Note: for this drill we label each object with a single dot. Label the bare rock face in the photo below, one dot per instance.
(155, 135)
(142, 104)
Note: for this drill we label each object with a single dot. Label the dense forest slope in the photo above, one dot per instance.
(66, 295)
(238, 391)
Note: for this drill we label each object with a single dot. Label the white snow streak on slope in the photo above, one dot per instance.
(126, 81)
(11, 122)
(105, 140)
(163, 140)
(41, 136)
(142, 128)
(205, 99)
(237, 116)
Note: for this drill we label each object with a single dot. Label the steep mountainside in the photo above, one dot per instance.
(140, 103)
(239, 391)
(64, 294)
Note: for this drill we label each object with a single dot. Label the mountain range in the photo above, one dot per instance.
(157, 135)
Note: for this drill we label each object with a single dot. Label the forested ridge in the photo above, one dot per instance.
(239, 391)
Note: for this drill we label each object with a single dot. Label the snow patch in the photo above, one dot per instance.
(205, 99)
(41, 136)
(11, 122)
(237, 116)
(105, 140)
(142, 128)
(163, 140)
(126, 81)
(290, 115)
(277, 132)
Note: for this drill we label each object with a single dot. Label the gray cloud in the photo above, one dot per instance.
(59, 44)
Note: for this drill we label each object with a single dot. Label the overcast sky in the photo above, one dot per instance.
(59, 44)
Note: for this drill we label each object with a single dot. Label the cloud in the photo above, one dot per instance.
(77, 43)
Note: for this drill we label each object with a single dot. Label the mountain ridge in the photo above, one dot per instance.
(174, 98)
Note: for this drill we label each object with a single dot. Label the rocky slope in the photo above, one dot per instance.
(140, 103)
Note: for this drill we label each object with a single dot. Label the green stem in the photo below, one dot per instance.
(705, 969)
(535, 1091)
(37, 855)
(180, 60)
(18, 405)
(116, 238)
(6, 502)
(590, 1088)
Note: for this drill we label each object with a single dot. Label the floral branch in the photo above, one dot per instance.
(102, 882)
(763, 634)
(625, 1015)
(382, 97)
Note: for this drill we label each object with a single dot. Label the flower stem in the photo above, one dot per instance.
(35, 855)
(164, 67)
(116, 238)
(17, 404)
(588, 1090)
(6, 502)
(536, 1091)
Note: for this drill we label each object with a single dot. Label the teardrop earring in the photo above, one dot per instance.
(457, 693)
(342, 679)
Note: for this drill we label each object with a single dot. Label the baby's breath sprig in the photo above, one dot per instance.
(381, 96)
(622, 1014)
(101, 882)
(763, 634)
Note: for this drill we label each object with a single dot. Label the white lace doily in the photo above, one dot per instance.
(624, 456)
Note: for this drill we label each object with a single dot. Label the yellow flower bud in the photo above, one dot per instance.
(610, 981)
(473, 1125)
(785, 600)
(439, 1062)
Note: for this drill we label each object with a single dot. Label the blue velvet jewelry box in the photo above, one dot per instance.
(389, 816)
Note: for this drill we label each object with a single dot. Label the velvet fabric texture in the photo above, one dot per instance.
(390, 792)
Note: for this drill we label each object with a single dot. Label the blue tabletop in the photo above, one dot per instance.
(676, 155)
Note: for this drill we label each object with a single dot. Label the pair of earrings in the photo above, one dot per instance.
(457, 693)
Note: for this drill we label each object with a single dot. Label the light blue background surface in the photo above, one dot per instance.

→ **Belirtilen amaç**
"Label the floral" ifadesini içeren satırdan kayıtların sonuna kadar olan satırları, "velvet" sözcüğünü "suede" ile değiştirerek yeniden yazın. Geri kalan her şey aynı kalmalıdır.

→ **Alıştırmanın çözümü**
Note: for this drill we label each object with a single dot. Label the floral branch in the photo above, one dot per instance.
(102, 882)
(763, 634)
(625, 1015)
(382, 97)
Note: for this drill we label each object with a single dot. Label the flower stem in the photo above, one dot per instance.
(35, 855)
(164, 67)
(116, 238)
(17, 404)
(588, 1090)
(6, 502)
(536, 1091)
Note: for this drill we label each object with a single dot. Label the teardrop earring in the photo above, one dot per instance.
(457, 693)
(342, 679)
Note: for this drill we label each object with a single dot. Label the baby's breath sprig in the photo above, one dot per instance.
(381, 96)
(622, 1014)
(101, 882)
(763, 634)
Note: for this drill we label each object with a single dot. Label the white lace doily in the photo above, one dot per instance.
(624, 456)
Note: for this drill we label each object with a single dot. Label the yellow flower bud in the photo above, one dot per instance.
(610, 981)
(473, 1125)
(785, 600)
(439, 1062)
Note: for this drill we label each object with a single dot. Label the blue suede jewelry box in the photo above, one dot per instance.
(389, 816)
Note: for this drill we label each object with a single dot. Label the suede fabric texture in the photo above, one dot per instance.
(390, 792)
Note: for this drill we label each object with a single dot. Label the blue tabletop in the photo above, one dot per instance.
(676, 155)
Note: for this drill we label each object with a single dot. Label the pair of earrings in the photo above, one dot per instance.
(457, 693)
Note: for this drill we label each object with a single dot. Label the light blue background surface in the photo above, one dot per instance.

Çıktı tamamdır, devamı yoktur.